**THE EXERCISE**
Give the entries again, word for word.

**PROVIDED INFORMATION**
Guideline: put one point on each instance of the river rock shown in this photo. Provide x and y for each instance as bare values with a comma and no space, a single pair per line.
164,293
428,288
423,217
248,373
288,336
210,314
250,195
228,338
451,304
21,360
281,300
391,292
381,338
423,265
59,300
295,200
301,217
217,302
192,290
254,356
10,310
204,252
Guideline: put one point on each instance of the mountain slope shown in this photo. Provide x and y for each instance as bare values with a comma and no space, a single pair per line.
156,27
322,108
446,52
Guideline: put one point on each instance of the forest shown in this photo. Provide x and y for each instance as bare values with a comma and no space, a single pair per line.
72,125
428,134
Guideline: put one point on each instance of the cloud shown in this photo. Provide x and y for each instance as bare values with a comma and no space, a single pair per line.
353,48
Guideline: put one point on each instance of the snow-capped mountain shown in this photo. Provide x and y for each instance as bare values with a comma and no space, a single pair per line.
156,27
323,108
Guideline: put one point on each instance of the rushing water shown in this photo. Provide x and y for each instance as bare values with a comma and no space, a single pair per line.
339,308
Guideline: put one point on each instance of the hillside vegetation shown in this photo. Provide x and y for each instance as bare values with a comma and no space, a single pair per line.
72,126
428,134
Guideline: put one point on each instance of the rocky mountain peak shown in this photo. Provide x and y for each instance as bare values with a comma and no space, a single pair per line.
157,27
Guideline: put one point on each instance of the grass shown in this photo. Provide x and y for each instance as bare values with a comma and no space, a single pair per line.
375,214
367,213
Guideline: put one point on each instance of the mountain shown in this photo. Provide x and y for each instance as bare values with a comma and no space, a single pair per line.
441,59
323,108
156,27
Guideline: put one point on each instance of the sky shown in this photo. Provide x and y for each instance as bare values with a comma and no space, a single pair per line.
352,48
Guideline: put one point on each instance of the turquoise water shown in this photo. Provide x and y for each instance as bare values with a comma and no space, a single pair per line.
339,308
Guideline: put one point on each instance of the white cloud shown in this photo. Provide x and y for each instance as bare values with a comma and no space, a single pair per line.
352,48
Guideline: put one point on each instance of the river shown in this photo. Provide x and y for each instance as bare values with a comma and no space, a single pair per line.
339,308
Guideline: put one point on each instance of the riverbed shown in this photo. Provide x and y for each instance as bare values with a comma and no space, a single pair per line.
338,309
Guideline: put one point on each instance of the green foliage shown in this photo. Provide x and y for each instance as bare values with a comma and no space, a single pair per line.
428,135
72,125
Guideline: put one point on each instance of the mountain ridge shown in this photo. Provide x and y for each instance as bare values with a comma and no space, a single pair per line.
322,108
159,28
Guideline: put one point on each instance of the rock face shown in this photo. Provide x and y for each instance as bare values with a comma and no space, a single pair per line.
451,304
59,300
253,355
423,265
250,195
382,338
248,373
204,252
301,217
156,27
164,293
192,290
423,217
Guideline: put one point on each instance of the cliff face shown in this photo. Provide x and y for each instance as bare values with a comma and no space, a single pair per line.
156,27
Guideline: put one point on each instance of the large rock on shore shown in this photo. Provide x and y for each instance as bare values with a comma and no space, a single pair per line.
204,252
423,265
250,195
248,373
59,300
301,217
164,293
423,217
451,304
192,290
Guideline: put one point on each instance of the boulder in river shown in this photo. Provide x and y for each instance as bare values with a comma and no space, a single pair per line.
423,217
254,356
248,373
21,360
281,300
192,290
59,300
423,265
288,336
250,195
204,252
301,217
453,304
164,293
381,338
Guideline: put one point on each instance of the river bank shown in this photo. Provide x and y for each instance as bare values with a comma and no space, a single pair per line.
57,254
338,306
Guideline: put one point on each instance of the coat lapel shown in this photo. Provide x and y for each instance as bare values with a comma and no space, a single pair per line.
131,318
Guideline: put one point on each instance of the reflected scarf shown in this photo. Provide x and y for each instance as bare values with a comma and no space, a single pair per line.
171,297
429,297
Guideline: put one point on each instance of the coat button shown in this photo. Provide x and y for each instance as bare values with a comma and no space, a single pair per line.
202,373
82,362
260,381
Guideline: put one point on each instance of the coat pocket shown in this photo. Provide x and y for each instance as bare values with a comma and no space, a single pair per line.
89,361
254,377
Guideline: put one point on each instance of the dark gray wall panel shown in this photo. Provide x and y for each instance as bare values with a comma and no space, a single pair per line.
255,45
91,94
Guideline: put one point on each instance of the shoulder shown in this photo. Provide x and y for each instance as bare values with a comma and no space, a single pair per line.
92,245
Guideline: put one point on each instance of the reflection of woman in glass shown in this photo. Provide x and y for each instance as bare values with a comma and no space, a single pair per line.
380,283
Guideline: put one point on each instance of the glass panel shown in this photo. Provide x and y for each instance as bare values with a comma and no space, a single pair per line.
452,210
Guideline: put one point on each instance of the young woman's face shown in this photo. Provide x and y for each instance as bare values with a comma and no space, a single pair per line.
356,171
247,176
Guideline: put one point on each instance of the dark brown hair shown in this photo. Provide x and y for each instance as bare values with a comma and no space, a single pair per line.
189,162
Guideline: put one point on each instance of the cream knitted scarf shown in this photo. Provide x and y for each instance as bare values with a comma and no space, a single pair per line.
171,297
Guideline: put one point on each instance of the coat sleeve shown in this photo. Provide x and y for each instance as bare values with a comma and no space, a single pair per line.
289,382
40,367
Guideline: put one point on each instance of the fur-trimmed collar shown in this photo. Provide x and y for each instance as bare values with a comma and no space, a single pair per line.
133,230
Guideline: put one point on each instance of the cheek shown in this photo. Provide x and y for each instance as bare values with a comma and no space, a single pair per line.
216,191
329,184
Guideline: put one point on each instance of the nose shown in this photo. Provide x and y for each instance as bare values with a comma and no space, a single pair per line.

**OUTPUT OF THE EXERCISE**
Guideline: put one point on each instance of the river rock shown in this photo. Provide x and y for each instance as bare values with a comma and no space, a single pair per line.
164,293
428,288
423,217
248,373
288,336
210,314
250,195
228,338
451,304
21,360
281,300
391,292
381,338
423,265
59,300
295,200
301,217
217,302
192,290
254,356
10,310
204,252
Guideline: put one point on each instance of the mountain slope shown in this photo. Provide x and y for each instance as bare values with a comma and no space, a single pair per line.
156,27
322,108
446,52
Guideline: put one point on each instance of the forest shown in this photo. Provide x and y for each instance as bare values with a comma and no space, a single pair per line.
72,125
428,134
Guideline: put one point on each instance of the cloud shown in this photo. Provide x and y for each instance as bare values with a comma and no space, a single pair per line.
353,48
Guideline: put one point on each instance of the snow-capped mountain shown in this photo. Provide x and y for each instance as bare values with a comma and no space, a single pair per line.
156,27
323,108
Guideline: put one point on each instance of the rushing water shown in this photo. Provide x and y for each instance as bare values with a comma and no space, a single pair per line.
339,308
Guideline: put one point on each instance of the hillside vegetation shown in this photo. Provide x and y for each instance as bare values with a comma and no space, a single pair per line.
72,126
428,134
Guideline: put one point on each instance of the rocky mountain peak shown in this photo. Provide x and y for each instance as bare values with a comma and no space, a single pair per line.
157,27
Guideline: put one point on each instance of the grass shown in this photo. Provide x and y for each instance as bare values with a comma and no space, a single pair per line.
375,214
367,213
Guideline: put one point on each instance of the mountain shown in this photo. Provide x and y for each instance as bare values with a comma and no space, a single pair per line.
441,59
323,108
156,27
Guideline: put one point on each instance of the sky shown in this photo. Provide x and y for each instance as bare values with a comma and no space, a single pair per line.
352,48
Guideline: put one point on each instance of the turquoise water shown in this photo. Provide x and y for each instance as bare values with a comma and no space, a single pair per line.
339,308
Guideline: put one point on each instance of the white cloud shown in this photo. Provide x and y for each instance as bare values with a comma and no space, a single pair per line.
352,48
Guideline: put one point on each instance of the river shown in this photo. Provide x and y for each instance as bare values with a comma and no space, a single pair per line.
339,308
Guideline: put one point on each instance of the riverbed shown in this photo. Provide x and y for each instance as bare values with a comma and no space, a single pair per line.
338,309
Guideline: put one point on each instance of the green foliage shown in this photo. Provide x and y for each instance as bare values with a comma and no space, a single pair per line.
428,135
72,125
Guideline: put one point on each instance of the mountain ridge shown in this photo. Provide x and y for each instance as bare values with a comma and no space, a single pair per line.
322,108
159,28
Guideline: put one point on each instance of the rock face shown in this photo. Provide x and y for each instance as bare values with a comma and no space, a single pair per line.
451,304
59,300
253,355
423,265
250,195
382,338
248,373
204,252
301,217
156,27
164,293
192,290
423,217
Guideline: put one point on each instance of the cliff face shown in this photo. Provide x and y for each instance as bare values with a comma and no space, a single pair per line.
156,27
Guideline: put one point on each instance of the large rock on shore shown in this photo. Provide x and y for each instance as bare values with a comma and no space, a single pair per line.
204,252
423,265
250,195
248,373
59,300
301,217
164,293
423,217
451,304
192,290
Guideline: put one point on each instance of the boulder in river shown in this photo. Provide x and y for each instance as bare values with a comma and no space, a single pair per line.
423,217
254,356
248,373
21,360
281,300
192,290
59,300
423,265
288,336
250,195
204,252
301,217
453,304
164,293
381,338
Guideline: put one point on each instance of the river bank shown in this photo. Provide x and y for each instance as bare values with a comma and no space, a single pair per line.
57,254
338,306
Guideline: put one point on each instance of the coat lapel shown in this photo. Provide x and y for each instance as bare values with a comma and no space, a single pair per line.
131,318
Guideline: put one point on each instance of the reflected scarf shown in this photo. Provide x and y for each instance as bare values with a comma and no space, a single pair per line.
171,297
429,297
Guideline: put one point on each instance of the coat button shown in this photo. Provide x and y for each instance as bare values with a comma and no space, a single pair per line.
202,373
82,362
260,381
Guideline: put one point on each instance of the coat pocket shown in this photo. Provide x and y for each instance as bare values with a comma and no space, a single pair per line.
89,361
254,377
Guideline: put one point on each instance of the dark gray wall panel shown in this photo. Provide x and y for each instance as bare values with a comma and no space, a single pair per line.
255,45
91,94
Guideline: put one point on each instance of the shoulder shown in this photo. Provide x and y for each instance as bare values with a comma and no space, a single pair per line.
92,245
Guideline: put one point on each instance of the reflection of woman in glass shown in this photo. Provide x and y for each instance as bare values with a comma and no space, a single pair per line.
380,283
Guideline: put one point on each instance of the glass panel shown in this photo. Provide x and y for each instance as bare values with a comma and no space, a single pair per line.
452,210
Guideline: put one point on each instance of the young woman's face shown in this photo. Provide x and y for each instance as bare values with a comma and no space, a single pair per line.
356,171
247,176
Guideline: put one point on each instance of the dark brown hair shown in this photo. Provide x and y for each instance as bare values with a comma and no space, a single pair per line.
189,162
Guideline: put one point on each instance of the cream knitted scarf shown in this photo. Provide x and y for each instance as bare values with a comma and no space, a single pair per line.
171,297
Guideline: put one point on each instance of the coat sleeve shown in this photo. Provide x and y for each instance as bare values with a comma and no space, a single pair per line.
289,382
40,367
Guideline: put one point on each instance of the fur-trimmed collar shown in this photo. Provide x and y for each instance as bare values with a comma and no space, a single pair per line.
133,230
Guideline: put one point on each instance of the cheek shown in this photo. Provide x and y for each instance as bare values with a comma and no space, a single pair per line.
216,191
329,184
Guideline: put one point on each instance of the nose shown in this photo. Provide x and y for each instance as bare values with a comma and no space, a single pair per line.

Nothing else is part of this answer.